Olho para o fio de datas que o Manual do Minotauro (Companhia das Letras), de Laerte, concede: tirinhas que vão de 2004 a 2015. Penso na história por trás dos números. No mundo, parecia que havíamos entrado enfim no século XXI, depois do 11 de Setembro dos Estados Unidos, que deflagrou uma guerra ao terrorismo — e por terrorismo aqui leia-se o “outro”, o “diferente”, a cor da pele. Aeroportos e ruas das grandes cidades se tornam campos de investigação. Uma foto no passaporte não é só mais uma foto no passaporte. É quando o corpo entra em cena de novo como escudo e arma de ataque. No Brasil, começo da era Lula e a frágil ilusão de que a democracia chegou para ficar. Para Laerte, como ela própria apontou, foi um período em que “tudo se radicalizou”.
Laerte deixou de publicar as tirinhas Piratas do Tietê em 2004. Não dava para resolver mais o que tinha para dizer com o arremedo de uma piada. Em 2005, o filho Diogo morreu num acidente de carro. Nos anos seguintes, num longo processo público, e de debate público, foi deixando de ser “O Laerte” para se afirmar como “A Laerte”. Primeiro se diz crossdresser, depois crossdresser e gay e, por fim, mulher trans. Tudo se radicaliza e a artista se impõe. A primeira tirinha do Manual parece acenar para quem ficou tentando interpretar a mudança, encontrar nela algum significado, algum trauma. Temos uma mulher conversando com uma esfinge. Diz que não consegue decifrar o seu enigma. Mas não há enigma. “É um poema”, corrige a esfinge. Primeira lição de literatura: poemas não se decifram. Ou é feita a travessia até o outro ou nada feito.

Dados ::
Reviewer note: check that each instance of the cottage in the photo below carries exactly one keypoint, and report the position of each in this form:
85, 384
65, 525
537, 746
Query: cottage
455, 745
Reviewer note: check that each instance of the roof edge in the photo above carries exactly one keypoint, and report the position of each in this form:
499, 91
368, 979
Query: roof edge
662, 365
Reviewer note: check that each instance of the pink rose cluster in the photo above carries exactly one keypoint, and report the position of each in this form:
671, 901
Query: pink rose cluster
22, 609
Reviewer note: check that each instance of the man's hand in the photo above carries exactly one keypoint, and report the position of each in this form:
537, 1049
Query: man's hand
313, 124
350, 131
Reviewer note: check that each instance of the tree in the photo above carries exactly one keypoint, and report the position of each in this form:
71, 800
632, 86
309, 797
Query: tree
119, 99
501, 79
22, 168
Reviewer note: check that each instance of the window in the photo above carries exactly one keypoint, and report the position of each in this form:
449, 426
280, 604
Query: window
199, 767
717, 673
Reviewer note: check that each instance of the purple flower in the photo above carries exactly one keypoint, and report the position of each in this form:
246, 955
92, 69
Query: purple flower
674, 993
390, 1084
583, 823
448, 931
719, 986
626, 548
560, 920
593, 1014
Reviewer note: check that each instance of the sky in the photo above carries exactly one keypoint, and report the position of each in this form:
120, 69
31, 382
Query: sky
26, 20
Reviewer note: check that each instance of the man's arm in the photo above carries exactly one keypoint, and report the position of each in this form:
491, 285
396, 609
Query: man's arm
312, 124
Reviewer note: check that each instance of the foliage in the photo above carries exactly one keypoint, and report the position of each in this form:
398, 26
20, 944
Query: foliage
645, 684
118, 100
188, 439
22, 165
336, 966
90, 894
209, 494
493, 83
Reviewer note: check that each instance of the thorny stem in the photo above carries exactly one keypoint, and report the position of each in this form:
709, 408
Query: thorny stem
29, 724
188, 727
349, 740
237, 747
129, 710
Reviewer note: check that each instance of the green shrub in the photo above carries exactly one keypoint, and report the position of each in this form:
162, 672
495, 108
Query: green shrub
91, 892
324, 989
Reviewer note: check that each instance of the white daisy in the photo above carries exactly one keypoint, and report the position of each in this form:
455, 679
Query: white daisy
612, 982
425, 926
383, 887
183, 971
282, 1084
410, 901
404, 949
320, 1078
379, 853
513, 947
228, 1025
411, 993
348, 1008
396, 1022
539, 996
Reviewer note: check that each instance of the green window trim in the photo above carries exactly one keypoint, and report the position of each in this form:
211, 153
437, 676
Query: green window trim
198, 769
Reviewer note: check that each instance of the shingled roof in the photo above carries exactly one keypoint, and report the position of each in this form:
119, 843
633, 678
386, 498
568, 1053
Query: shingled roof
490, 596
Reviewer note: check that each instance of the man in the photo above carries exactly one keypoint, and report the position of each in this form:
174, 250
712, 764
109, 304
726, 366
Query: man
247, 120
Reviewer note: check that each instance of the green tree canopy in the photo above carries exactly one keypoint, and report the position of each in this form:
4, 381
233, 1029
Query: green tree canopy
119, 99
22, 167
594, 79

Ação necessária :: De acordo com o texto sobre o Manual do Minotauro, em que ano Laerte parou de publicar as tirinhas Piratas do Tietê? Não é preciso consultar a listagem.

Solução :: Em 2004.